Quelles lignes ci-dessous contiennent le mot « fern » ? Relevez-les toutes et recopiez-les en respectant la casse.

───── Données à traiter

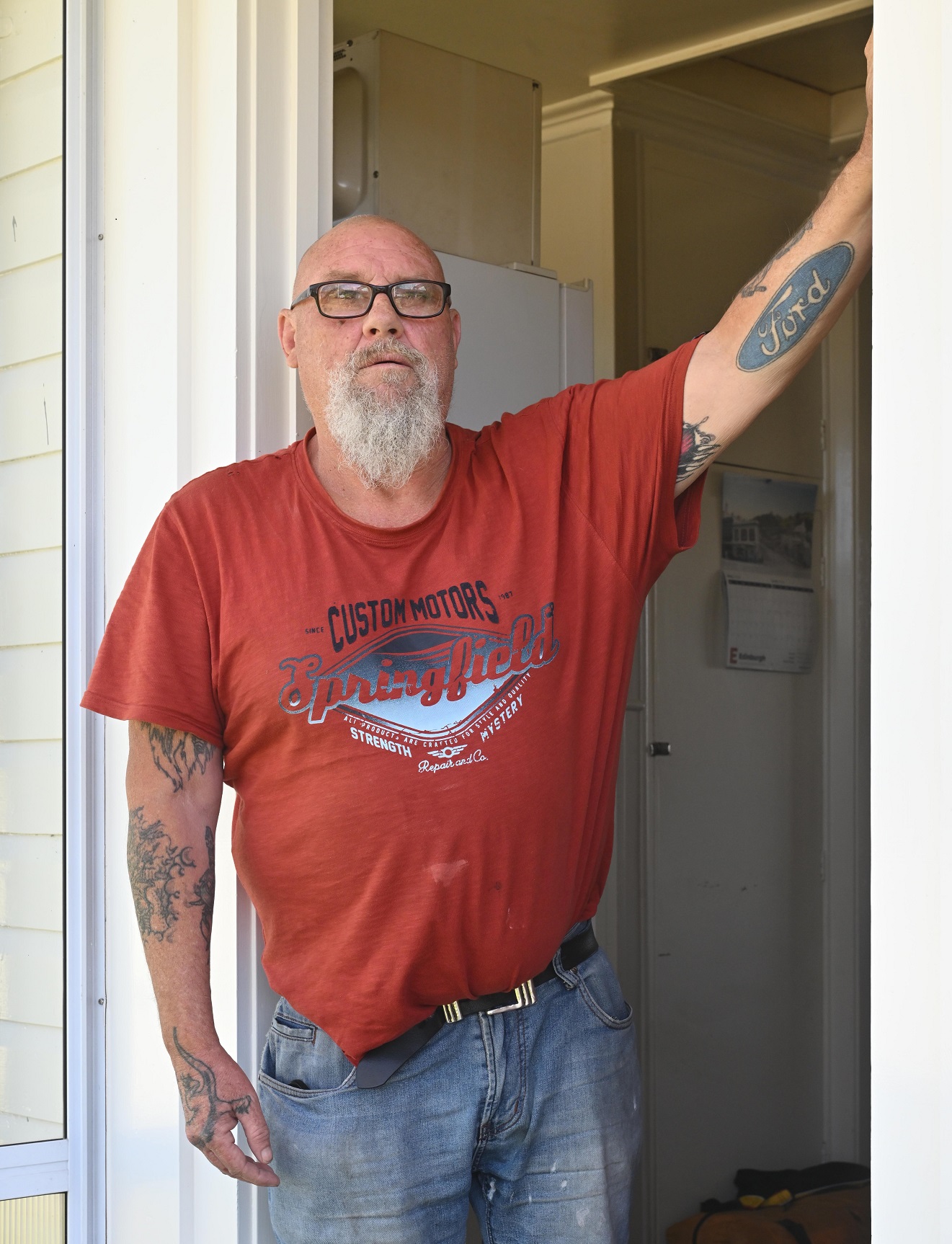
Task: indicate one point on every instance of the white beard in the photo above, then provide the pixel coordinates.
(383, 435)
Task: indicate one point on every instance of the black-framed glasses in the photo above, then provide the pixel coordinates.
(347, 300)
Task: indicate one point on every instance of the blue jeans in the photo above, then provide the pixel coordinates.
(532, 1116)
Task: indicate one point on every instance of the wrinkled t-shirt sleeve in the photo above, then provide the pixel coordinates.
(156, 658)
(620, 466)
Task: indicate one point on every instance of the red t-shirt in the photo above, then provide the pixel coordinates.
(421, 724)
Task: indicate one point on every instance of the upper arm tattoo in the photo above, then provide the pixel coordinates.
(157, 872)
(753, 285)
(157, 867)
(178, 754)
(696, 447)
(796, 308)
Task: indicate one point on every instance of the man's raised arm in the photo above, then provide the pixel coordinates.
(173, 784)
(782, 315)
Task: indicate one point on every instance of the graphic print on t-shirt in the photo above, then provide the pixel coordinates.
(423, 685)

──────────
───── Données à traiter

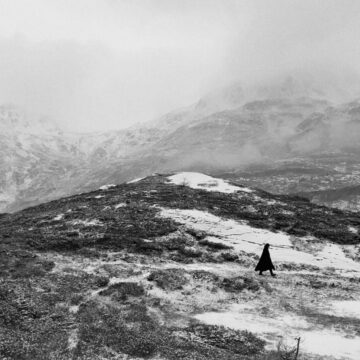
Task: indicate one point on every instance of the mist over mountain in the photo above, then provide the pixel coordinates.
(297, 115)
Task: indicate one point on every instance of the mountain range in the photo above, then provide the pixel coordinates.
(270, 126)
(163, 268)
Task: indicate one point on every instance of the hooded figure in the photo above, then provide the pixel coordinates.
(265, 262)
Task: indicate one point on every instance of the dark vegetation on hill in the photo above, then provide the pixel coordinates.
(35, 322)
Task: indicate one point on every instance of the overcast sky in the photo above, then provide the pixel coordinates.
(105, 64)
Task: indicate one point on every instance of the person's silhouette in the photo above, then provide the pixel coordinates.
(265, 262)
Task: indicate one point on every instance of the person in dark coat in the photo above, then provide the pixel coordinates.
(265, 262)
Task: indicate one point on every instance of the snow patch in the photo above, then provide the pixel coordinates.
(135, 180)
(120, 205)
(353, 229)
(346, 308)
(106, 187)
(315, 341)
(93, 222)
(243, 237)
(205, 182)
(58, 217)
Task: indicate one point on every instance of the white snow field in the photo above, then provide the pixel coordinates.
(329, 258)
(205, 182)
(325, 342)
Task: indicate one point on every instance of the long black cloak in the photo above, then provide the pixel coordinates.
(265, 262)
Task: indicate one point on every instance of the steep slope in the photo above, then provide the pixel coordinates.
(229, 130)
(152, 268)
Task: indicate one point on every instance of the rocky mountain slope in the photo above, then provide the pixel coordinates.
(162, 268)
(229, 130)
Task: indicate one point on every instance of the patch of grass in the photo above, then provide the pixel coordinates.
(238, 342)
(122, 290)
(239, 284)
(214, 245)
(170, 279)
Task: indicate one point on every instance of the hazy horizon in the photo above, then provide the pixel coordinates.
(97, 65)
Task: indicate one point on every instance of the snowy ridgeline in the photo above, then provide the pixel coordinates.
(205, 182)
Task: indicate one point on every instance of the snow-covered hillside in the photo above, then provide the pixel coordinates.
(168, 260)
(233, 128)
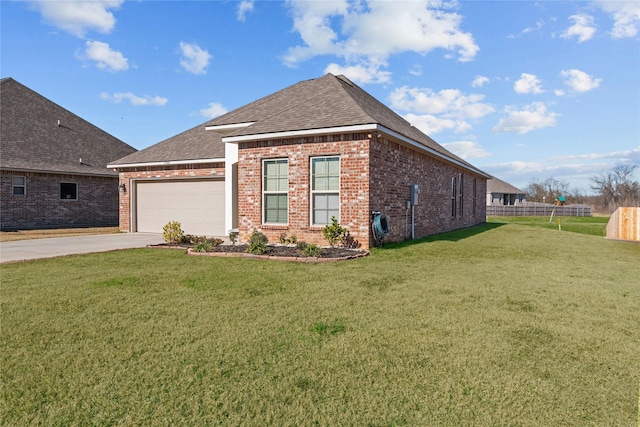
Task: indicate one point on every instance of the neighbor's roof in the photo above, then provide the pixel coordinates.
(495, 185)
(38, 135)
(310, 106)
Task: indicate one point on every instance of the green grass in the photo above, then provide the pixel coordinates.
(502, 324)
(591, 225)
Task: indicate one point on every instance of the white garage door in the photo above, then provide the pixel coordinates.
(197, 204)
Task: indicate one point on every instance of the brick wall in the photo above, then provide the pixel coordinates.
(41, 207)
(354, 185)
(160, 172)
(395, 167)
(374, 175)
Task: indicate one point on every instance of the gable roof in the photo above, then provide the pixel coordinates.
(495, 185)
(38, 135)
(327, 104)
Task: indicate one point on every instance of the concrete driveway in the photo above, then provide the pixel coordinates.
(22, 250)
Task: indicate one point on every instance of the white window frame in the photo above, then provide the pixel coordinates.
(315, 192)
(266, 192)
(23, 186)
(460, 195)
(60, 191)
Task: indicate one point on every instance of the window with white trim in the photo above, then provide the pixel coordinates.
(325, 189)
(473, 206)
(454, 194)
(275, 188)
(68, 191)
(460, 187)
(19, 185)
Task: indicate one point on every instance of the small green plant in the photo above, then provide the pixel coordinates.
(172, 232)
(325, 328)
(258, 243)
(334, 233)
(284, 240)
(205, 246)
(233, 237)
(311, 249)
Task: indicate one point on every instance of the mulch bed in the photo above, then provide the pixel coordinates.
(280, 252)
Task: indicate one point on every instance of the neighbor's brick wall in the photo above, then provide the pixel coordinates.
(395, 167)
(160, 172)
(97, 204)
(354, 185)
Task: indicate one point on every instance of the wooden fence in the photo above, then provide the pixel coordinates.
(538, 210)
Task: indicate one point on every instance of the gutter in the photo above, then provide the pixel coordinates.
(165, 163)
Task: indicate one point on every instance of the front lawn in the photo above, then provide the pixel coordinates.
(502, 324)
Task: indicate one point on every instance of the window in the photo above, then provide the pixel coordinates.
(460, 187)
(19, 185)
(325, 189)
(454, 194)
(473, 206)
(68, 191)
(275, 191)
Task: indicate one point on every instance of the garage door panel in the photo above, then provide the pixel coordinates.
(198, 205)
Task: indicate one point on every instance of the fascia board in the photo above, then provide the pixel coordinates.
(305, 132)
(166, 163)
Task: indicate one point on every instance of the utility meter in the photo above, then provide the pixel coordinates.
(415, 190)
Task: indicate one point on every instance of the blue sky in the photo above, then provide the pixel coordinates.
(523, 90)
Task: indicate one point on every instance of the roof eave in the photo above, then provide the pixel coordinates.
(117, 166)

──────────
───── Données à traiter

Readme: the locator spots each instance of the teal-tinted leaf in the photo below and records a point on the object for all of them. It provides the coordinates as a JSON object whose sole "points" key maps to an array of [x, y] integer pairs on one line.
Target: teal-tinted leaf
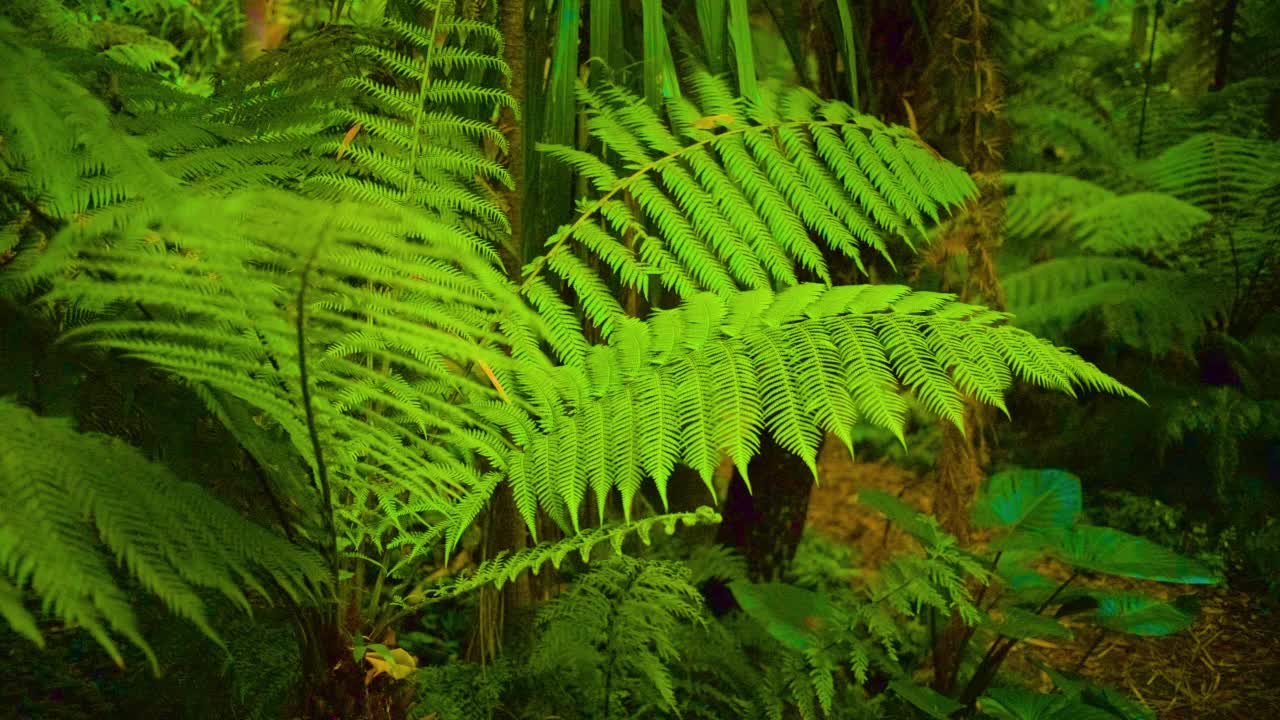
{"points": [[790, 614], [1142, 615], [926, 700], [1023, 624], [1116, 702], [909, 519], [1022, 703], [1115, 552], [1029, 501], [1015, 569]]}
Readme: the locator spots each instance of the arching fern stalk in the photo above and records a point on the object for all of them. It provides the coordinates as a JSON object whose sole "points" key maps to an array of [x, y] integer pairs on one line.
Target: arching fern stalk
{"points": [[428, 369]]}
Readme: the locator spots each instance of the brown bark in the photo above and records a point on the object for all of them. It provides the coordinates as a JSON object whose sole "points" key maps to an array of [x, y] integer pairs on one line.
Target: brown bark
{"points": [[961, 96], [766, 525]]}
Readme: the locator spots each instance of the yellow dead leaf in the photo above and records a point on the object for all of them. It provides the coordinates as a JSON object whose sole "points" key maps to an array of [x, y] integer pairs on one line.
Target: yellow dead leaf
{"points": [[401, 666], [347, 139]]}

──────────

Résultat:
Readme: the locator spots each instance of the arching fern stalk in the photo above and records a point on the object for all of them. It provides the coordinates as a JSON object whose sole "points" key maps to an array of [x, y] integer pairs on one line.
Target: arching fern stalk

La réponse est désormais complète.